### THE REQUEST:
Pull out every line of the records below that contains the word "Outline", and copy each one in full.

### DATASET EXTRACT:
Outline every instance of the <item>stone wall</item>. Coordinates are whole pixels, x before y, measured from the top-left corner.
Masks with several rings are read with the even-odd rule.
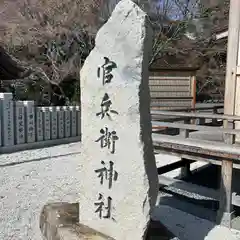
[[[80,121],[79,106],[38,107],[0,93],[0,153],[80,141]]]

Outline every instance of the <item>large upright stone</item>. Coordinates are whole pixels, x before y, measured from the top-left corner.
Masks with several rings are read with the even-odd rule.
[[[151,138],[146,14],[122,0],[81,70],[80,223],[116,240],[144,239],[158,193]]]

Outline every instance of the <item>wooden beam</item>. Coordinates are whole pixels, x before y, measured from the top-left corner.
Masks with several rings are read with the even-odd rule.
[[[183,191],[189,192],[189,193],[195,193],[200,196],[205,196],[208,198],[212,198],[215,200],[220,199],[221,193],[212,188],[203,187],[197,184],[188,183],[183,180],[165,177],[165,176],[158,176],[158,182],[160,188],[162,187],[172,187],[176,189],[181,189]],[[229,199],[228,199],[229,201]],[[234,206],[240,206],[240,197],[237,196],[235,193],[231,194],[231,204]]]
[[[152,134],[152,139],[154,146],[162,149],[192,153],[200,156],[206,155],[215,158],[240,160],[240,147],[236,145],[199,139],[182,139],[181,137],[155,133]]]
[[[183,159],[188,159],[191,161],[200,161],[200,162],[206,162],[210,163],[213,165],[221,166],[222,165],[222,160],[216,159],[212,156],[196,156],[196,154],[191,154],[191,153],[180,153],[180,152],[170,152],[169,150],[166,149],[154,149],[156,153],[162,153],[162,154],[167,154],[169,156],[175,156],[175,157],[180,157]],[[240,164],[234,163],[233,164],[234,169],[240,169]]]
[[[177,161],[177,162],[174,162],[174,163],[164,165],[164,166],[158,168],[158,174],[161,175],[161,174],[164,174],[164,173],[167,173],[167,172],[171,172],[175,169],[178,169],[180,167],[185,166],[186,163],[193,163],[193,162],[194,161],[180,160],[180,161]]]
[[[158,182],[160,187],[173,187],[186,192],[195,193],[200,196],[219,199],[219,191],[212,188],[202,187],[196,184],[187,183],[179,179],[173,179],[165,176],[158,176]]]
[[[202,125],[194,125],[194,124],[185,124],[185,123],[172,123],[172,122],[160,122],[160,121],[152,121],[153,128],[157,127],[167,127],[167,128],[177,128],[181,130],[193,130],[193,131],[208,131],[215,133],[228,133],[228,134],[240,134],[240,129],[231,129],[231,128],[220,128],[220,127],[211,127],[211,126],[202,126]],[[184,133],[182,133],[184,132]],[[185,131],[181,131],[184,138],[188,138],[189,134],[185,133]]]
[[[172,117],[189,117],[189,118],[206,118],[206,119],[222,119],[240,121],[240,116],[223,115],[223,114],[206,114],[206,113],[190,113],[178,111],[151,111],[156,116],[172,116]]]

==

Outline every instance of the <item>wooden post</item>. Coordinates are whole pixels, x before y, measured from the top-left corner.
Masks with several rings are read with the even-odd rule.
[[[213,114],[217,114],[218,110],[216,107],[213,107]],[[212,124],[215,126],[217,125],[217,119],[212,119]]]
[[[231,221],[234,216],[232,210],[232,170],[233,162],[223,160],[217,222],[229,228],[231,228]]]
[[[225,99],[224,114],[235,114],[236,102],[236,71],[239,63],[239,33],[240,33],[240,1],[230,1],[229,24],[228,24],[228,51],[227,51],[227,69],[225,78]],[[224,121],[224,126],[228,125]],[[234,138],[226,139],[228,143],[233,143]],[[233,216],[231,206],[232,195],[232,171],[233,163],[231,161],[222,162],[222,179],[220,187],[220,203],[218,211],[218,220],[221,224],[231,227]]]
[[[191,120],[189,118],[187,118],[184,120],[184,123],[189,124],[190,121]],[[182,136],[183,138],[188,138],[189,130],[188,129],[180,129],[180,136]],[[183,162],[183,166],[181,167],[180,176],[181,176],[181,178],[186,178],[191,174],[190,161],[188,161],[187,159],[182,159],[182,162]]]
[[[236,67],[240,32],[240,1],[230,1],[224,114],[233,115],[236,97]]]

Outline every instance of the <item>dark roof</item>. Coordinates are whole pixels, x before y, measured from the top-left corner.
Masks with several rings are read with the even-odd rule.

### ANSWER TO THE EXERCISE:
Outline every instance of the <item>stone wall</item>. Coordinates are whole pixels, x before y, measured from the top-left corner.
Outline every instance of the <item>large upright stone</item>. Coordinates are whole pixels, x before y, measured from the top-left corner.
Outline every instance of the <item>wooden beam</item>. Coordinates are whole pixels, x before y, measured from the top-left corner.
Outline every instance of the <item>wooden post</item>. Coordinates are whole pixels, x before y, measured from the top-left corner.
Outline every instance of the <item>dark roof</item>. Coordinates are whole pixels, x before y, measured from the top-left corner.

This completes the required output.